** START OF Excerpt provided **

Hi, "Boehm, Hans" <email@example.com> wrote:
> And CPU locals don't seem to be very intuitive for the
agree. indeed, they are good for _very_few_ things (such as DCL ;-)
> I guess I'm still confused as to what we're trying to accomplish.
> Why are CPU locals better than thread locals?
they would just help to save some storage. with 2 CPUs, YY singletons
and XXX threads we would need 2 x YY CPULocal instances (instead
of XXX x YY ThreadLocal instances). however, they would also speedup
things a _little_bit, because it could also reduce number of
lock/unlock/set (with ThreadLocals we need XXX number of lock/unlock/set).
> In the per-CPU case, you may get switched between the CPU id lookup
> and the actual read, so unless you somehow inhibit preemption,
> you may still get the wrong one.
yup. but this is not a problem (well, at least for DCL). memory view is
the same after the switch as it was before it. So that if on some CPU
a thread was allowed (via CPULocal) to pickup the singleton
pointer/ref and use it, even after the switch to some other CPU it
will be safe to continue w/o extra synch. (read memory barrier).
"Boehm, Hans" <firstname.lastname@example.org> on 03/27/2001 08:53:05 PM
Please respond to "Boehm, Hans" <email@example.com>
To: Alexander Terekhov/Germany/IBM@IBMDE, "Boehm, Hans"

** END OF Excerpt provided **

▸ **Goal**
Reproduce the part of the email thread on CPU locals versus thread locals between "they would just" and "the wrong one.", inclusive, word for word.

** START OF Records provided **

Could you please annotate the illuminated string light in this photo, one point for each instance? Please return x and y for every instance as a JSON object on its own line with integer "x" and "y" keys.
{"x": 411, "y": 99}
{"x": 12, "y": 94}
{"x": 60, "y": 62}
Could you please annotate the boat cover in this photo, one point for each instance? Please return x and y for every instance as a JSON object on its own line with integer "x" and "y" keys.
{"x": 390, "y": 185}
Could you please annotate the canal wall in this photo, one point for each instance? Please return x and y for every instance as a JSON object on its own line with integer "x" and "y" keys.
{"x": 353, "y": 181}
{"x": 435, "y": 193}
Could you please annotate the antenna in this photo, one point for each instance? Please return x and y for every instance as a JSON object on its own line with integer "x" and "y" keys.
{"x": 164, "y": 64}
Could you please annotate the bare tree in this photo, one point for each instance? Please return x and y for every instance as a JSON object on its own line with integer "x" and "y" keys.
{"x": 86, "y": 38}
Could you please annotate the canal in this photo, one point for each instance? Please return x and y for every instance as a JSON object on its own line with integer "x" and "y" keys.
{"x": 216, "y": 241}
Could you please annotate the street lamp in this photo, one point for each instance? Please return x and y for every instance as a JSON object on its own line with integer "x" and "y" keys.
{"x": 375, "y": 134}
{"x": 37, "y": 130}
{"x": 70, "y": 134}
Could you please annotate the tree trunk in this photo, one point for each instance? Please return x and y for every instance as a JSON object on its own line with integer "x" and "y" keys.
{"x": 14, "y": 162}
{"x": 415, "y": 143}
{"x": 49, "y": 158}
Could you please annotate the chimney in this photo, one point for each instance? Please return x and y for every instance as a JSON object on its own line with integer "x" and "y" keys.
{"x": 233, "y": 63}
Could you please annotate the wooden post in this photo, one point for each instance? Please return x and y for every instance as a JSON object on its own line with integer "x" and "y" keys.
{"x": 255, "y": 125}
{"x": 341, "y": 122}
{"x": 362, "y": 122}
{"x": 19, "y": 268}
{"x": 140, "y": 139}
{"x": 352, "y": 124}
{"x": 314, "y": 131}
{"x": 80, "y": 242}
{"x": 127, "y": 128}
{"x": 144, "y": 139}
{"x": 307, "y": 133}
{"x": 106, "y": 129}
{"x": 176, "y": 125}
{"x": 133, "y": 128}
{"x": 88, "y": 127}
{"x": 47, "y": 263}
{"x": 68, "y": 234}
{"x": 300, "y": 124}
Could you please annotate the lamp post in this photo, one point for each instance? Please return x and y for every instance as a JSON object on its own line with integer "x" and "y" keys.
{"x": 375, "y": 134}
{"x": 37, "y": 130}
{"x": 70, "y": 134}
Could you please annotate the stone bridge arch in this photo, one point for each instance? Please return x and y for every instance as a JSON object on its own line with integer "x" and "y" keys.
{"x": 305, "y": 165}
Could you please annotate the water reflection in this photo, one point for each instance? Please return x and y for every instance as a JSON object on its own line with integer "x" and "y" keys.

** END OF Records provided **

▸ **Completed task**
they would just help to save some storage. with 2 CPUs, YY singletons
and XXX threads we would need 2 x YY CPULocal instances (instead
of XXX x YY ThreadLocal instances). however, they would also speedup
things a _little_bit, because it could also reduce number of
lock/unlock/set (with ThreadLocals we need XXX number of lock/unlock/set).
> In the per-CPU case, you may get switched between the CPU id lookup
> and the actual read, so unless you somehow inhibit preemption,
> you may still get the wrong one.